Give a verbatim quotation of every record.

Recorded data -
◆ ◆ ◆

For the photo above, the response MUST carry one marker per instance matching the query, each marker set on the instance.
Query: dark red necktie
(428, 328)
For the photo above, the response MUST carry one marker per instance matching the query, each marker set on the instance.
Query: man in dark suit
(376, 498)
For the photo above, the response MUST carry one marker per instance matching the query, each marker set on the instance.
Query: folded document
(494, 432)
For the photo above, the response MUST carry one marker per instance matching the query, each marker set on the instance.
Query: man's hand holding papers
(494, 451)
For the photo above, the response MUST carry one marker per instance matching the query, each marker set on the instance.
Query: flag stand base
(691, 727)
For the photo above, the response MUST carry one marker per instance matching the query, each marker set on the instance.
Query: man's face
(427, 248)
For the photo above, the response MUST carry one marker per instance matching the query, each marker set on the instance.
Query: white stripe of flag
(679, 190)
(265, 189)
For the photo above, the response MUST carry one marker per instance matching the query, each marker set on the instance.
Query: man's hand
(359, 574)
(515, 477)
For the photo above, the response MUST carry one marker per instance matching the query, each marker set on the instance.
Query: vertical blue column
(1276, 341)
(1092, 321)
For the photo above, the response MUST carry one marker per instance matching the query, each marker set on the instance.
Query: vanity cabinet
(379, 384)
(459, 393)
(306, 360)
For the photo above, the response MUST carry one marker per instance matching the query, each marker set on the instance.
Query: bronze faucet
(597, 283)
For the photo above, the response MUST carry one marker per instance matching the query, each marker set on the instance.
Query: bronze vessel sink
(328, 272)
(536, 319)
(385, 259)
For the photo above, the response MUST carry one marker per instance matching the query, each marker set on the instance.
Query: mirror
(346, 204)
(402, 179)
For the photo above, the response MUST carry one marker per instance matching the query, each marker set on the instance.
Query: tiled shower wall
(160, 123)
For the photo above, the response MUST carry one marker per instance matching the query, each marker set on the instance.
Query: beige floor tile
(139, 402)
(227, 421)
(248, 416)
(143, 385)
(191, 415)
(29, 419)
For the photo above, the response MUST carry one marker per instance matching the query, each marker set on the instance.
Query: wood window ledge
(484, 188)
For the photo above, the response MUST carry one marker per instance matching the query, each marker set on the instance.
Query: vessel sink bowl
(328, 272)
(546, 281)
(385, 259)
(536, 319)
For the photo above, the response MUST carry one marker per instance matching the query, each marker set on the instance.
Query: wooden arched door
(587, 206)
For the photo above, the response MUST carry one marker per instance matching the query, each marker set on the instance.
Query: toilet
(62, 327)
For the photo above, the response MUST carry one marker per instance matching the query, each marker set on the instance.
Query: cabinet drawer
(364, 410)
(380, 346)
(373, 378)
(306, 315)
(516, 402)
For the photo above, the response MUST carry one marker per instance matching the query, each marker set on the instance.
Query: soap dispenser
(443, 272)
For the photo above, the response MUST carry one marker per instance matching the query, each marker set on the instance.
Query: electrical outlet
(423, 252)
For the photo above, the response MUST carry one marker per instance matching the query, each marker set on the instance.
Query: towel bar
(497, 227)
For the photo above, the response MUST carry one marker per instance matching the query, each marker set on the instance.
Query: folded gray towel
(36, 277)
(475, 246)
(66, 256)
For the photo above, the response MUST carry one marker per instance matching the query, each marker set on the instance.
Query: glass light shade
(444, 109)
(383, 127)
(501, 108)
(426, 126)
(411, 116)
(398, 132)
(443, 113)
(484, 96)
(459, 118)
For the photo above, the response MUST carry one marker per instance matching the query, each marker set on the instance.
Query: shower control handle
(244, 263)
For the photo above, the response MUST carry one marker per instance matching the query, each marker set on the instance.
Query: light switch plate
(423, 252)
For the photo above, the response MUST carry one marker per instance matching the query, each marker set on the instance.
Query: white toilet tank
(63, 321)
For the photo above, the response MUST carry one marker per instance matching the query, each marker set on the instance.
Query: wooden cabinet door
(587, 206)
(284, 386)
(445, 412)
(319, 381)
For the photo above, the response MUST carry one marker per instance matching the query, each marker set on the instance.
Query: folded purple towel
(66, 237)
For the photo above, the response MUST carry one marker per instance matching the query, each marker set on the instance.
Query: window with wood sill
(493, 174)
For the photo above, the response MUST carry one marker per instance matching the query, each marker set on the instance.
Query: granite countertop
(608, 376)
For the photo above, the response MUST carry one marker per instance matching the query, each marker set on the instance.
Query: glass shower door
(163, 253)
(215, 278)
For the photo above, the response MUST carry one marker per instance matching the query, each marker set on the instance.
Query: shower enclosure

◆ ◆ ◆

Exercise response -
For the photo above, the response MUST carry one marker per instance matching the query, each marker set on the instance.
Query: dark red necktie
(428, 328)
For the photo above, the response MUST carry one marker per instance matching the query, each marker set on the instance.
Query: man in dark suit
(376, 498)
For the photo above, the response MUST carry one marker per instance matching the query, each marker set on the instance.
Query: folded document
(494, 432)
For the photo above, the response MUST carry one marker per instance matching the query, each marker set on the instance.
Query: man's hand holding papers
(494, 451)
For the photo above, the response MUST carry one marker per instance matching the query, each marker set on the instance.
Query: flag stand base
(691, 727)
For the photo above, the response MUST carry one marker per instance matching the query, each marker set on the instance.
Query: man's face
(427, 248)
For the photo above, the response MUST carry one marker per instance matching the query, each marker set on the instance.
Query: white stripe of flag
(679, 190)
(265, 189)
For the photo above, the response MUST carry one marker per instance matching the query, each marker set on the instance.
Query: man's hand
(359, 574)
(515, 477)
For the photo above, the response MUST carry one marker per instance matching the query, each marker set on the instance.
Query: vertical blue column
(1276, 341)
(1092, 321)
For the photo above, the response MUST carry one marker per instance matching the query, each marker set on the instance.
Query: vanity cabinet
(379, 384)
(459, 393)
(306, 360)
For the photo above, the response MUST carry one marker per instance matching the query, each marker set on the instance.
Query: bronze faucet
(597, 283)
For the photo above, the response MUST carry one marker per instance matching the query, each marker set on the instance.
Query: bronze vessel sink
(328, 272)
(536, 319)
(385, 259)
For the photo above, the response MUST carry one marker per instance matching the query, each marker set on the instance.
Query: mirror
(346, 204)
(402, 179)
For the photo above, the response MUST carry one marker per instance matching the query, each marker set on the instance.
Query: tiled shower wall
(160, 123)
For the photo above, the response MUST carry one marker per instance matching the query, each marker set on the instance.
Query: beige floor tile
(139, 402)
(227, 421)
(248, 416)
(143, 385)
(191, 415)
(29, 419)
For the photo above, the response MUST carry one marker per instance matching the query, each marker set on the instance.
Query: wood window ledge
(484, 188)
For the photo above, the response MUST carry one marker per instance matching the query, each marker set on the instance.
Query: vessel sink bowl
(328, 272)
(546, 281)
(385, 259)
(536, 319)
For the photo above, the response MUST carry one marker per instance matching the query, each marker set on the instance.
Query: wooden arched door
(587, 206)
For the photo above, the response MUST carry one marker per instance matching the query, each marker set on the instance.
Query: toilet
(62, 327)
For the photo above, the response MUST carry one marker per instance matching the query, each marker set on the instance.
Query: cabinet drawer
(364, 410)
(380, 346)
(373, 378)
(306, 315)
(516, 402)
For the photo above, the response MUST carry one marker per instance matching the query, each marker set on the instance.
Query: soap dispenser
(443, 272)
For the photo above, the response MUST carry one marker per instance matching the query, each marker set on the instance.
Query: electrical outlet
(423, 252)
For the photo above, the response MUST carry one marker per instance matching the query, each marker set on the instance.
Query: towel bar
(497, 227)
For the photo above, the response MUST carry one marker per instance matching the query, each marker set on the instance.
Query: folded gray towel
(36, 277)
(475, 246)
(66, 256)
For the photo above, the response MUST carry one marker per instance matching the query, each marker set on the instance.
Query: glass light shade
(444, 109)
(383, 127)
(501, 108)
(426, 126)
(411, 116)
(398, 132)
(443, 113)
(484, 96)
(459, 118)
For the photo above, the response MUST carry one marker per instance matching the query, each marker set on the instance.
Query: shower control handle
(244, 263)
For the photo above, the response MUST carry one marker per instance matching the query, each marker set on the instance.
Query: light switch plate
(423, 252)
For the photo above, the response MUST carry one marker per instance matching the query, each marker set on the instance.
Query: white toilet tank
(63, 321)
For the photo above, the response MUST carry one marker per instance matching the query, each marker set on the instance.
Query: wooden cabinet door
(587, 206)
(284, 386)
(445, 412)
(319, 381)
For the photo above, the response MUST carry one marker per instance matching the query, each marker set on the instance.
Query: folded purple towel
(66, 237)
For the photo above, the response MUST carry one marker per instance matching the query, each marker set on the instance.
Query: window with wood sill
(493, 174)
For the photo above, the response MUST carry one marker per instance matching the query, each marker set on the instance.
Query: granite countertop
(608, 376)
For the photo above, the response MUST carry one marker per instance matching the query, each marker set on the instance.
Query: glass shower door
(163, 253)
(215, 278)
For the photo above, the response MUST carry one marker per instance matching the query, each marker set on the instance.
Query: shower enclosure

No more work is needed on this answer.